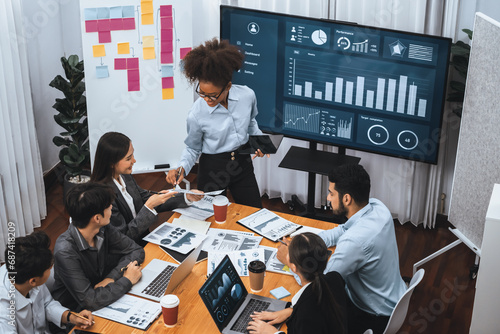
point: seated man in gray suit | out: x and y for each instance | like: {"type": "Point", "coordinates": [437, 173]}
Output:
{"type": "Point", "coordinates": [90, 255]}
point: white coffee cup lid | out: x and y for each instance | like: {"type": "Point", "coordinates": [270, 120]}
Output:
{"type": "Point", "coordinates": [169, 301]}
{"type": "Point", "coordinates": [220, 200]}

------

Your goal ▸
Repeat the data exactly, dropping every picture it holds.

Task response ▸
point: seated man in gray suit | out: x and y for each instance | like: {"type": "Point", "coordinates": [437, 173]}
Output:
{"type": "Point", "coordinates": [90, 255]}
point: white coffee cup lid | out: x and y for each instance | like: {"type": "Point", "coordinates": [270, 120]}
Output:
{"type": "Point", "coordinates": [169, 301]}
{"type": "Point", "coordinates": [220, 200]}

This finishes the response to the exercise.